[Start Records for processing]

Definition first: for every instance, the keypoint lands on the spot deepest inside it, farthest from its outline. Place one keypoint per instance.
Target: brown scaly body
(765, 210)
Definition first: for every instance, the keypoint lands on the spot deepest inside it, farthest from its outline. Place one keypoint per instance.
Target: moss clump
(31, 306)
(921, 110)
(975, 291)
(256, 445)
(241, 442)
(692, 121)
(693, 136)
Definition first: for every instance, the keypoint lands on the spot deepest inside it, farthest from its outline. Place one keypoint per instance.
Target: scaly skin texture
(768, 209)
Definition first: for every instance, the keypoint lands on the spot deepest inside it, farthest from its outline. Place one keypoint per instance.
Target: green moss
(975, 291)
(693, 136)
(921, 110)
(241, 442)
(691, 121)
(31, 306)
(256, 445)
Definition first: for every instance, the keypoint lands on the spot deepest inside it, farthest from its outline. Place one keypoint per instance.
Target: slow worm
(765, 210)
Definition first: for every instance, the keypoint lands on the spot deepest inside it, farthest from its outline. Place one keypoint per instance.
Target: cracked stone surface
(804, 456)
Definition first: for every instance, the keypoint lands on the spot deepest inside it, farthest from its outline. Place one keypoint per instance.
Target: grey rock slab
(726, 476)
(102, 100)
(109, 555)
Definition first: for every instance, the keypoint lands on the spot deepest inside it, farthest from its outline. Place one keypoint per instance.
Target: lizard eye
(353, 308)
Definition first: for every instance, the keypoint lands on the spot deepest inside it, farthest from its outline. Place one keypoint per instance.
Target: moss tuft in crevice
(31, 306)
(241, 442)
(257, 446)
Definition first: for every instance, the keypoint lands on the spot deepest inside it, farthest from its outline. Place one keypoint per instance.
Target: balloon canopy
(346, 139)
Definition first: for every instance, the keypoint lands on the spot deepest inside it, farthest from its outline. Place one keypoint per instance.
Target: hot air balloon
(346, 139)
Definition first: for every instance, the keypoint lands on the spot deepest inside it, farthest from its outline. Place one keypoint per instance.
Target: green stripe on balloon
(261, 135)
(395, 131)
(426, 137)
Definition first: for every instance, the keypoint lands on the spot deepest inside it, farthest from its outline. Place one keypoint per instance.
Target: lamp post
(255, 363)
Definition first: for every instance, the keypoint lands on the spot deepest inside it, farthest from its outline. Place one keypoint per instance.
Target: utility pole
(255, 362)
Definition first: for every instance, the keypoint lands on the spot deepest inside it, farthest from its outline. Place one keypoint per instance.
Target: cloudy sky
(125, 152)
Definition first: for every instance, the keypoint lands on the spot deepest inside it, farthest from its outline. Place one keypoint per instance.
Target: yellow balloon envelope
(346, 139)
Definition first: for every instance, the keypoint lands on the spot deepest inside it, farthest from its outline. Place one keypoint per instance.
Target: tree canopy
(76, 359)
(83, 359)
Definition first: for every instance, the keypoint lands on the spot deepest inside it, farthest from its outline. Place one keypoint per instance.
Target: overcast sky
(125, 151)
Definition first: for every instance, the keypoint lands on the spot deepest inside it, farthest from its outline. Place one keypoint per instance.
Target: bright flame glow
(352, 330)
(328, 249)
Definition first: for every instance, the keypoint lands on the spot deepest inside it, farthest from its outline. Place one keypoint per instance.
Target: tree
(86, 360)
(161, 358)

[End Records for processing]

Make a verbatim copy of every entry shown above.

Complete answer
Definition first: for every instance, the keypoint lands on the spot deepest inside it, farthest from its outline. Place one keypoint per instance.
Target: brown scaly body
(765, 210)
Definition first: for every instance, the keypoint lands on the spot deepest inside it, farthest from its outline. Place one keypoint per instance.
Target: moss clump
(31, 306)
(921, 110)
(975, 291)
(256, 445)
(241, 442)
(692, 121)
(693, 136)
Definition first: for every instance, the keypoint lands on the spot deepest inside it, farthest from its outline. Place one keypoint per instance.
Target: scaly skin texture
(768, 209)
Definition first: for every instance, the keypoint lands on the spot deepest inside it, farthest from its outline. Place one keypoint per instance.
Target: green moss
(975, 291)
(693, 136)
(921, 110)
(241, 442)
(691, 121)
(31, 306)
(256, 445)
Definition first: for every instance, the keypoint lands on the spot deepest inside it, farthest from its outline. Place one keypoint per instance.
Target: slow worm
(765, 210)
Definition first: for every instance, the keypoint lands on the spot deepest inside it, farthest from its outline. Place one keypoint per instance.
Target: cracked stone surface
(804, 456)
Definition first: for every instance, the keypoint lands on the spot deepest inside it, farthest from its outline. Place one keypoint per instance.
Target: grey rock slab
(726, 476)
(102, 100)
(109, 555)
Definition first: for every instance, the keypoint lands on the spot deepest inside it, farthest from its outline. Place one keypoint per instance.
Target: lizard eye
(353, 308)
Definition first: for every instance, the keypoint lands on the spot deepest inside it, farthest from its outline. Place one keypoint per instance.
Target: moss tuft in crevice
(31, 306)
(241, 442)
(257, 446)
Definition first: for every instance, the keypoint lands on the spot deepest inside it, farthest from its outline. Place one keypoint per instance.
Target: balloon canopy
(346, 139)
Definition first: for every instance, the keypoint lands on the spot deepest inside it, farthest from its outline. Place one keypoint per instance.
Target: hot air balloon
(346, 139)
Definition first: for every instance, the keypoint lands on the spot deepest inside it, farthest from its outline. Place one keypoint per instance.
Target: green stripe on balloon
(261, 135)
(395, 131)
(426, 137)
Definition first: for every instance, the keypoint lands on the spot deepest inside it, farthest from its outline. Place one keypoint per instance.
Target: lamp post
(255, 363)
Definition first: for every instance, the keypoint lands on the spot deepest inside it, farthest from its outline. Place one keypoint per instance.
Target: utility pole
(255, 362)
Definition first: for every instance, the keypoint lands on the spot deepest inside it, farthest from its outline. Place one keypoint per instance.
Target: cloudy sky
(125, 152)
Definition first: for every instance, the keypoint lands on the spot deepest inside it, farthest from its outline. Place one keypoint per instance.
Target: yellow balloon envelope
(346, 139)
Definition first: for every instance, the keypoint lands on the spot deepest inside it, farthest from its outline. Place one keypoint per instance.
Target: tree canopy
(76, 359)
(83, 359)
Definition first: for every instance, the keypoint lands on the spot deepest inside it, farthest from its outline. Place one keypoint per instance.
Target: overcast sky
(125, 151)
Definition first: for every instance, the keypoint lands on the spot deepest inside it, farthest from its outline. Place one keypoint per instance.
Target: bright flame glow
(352, 330)
(328, 249)
Definition first: for every instance, the keypoint lands on the spot deepest inside it, farthest from its outline. Place one keypoint per instance.
Target: tree
(86, 360)
(161, 358)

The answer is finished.